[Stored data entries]
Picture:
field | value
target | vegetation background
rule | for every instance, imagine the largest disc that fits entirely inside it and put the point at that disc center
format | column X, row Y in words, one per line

WHAT THE EXERCISE ASKS – Please reproduce each line above exactly as written.

ANSWER SPACE –
Picture:
field | value
target | vegetation background
rule | for every instance, imagine the largest disc that fits entirely inside it and put the point at that disc center
format | column X, row Y in words, one per line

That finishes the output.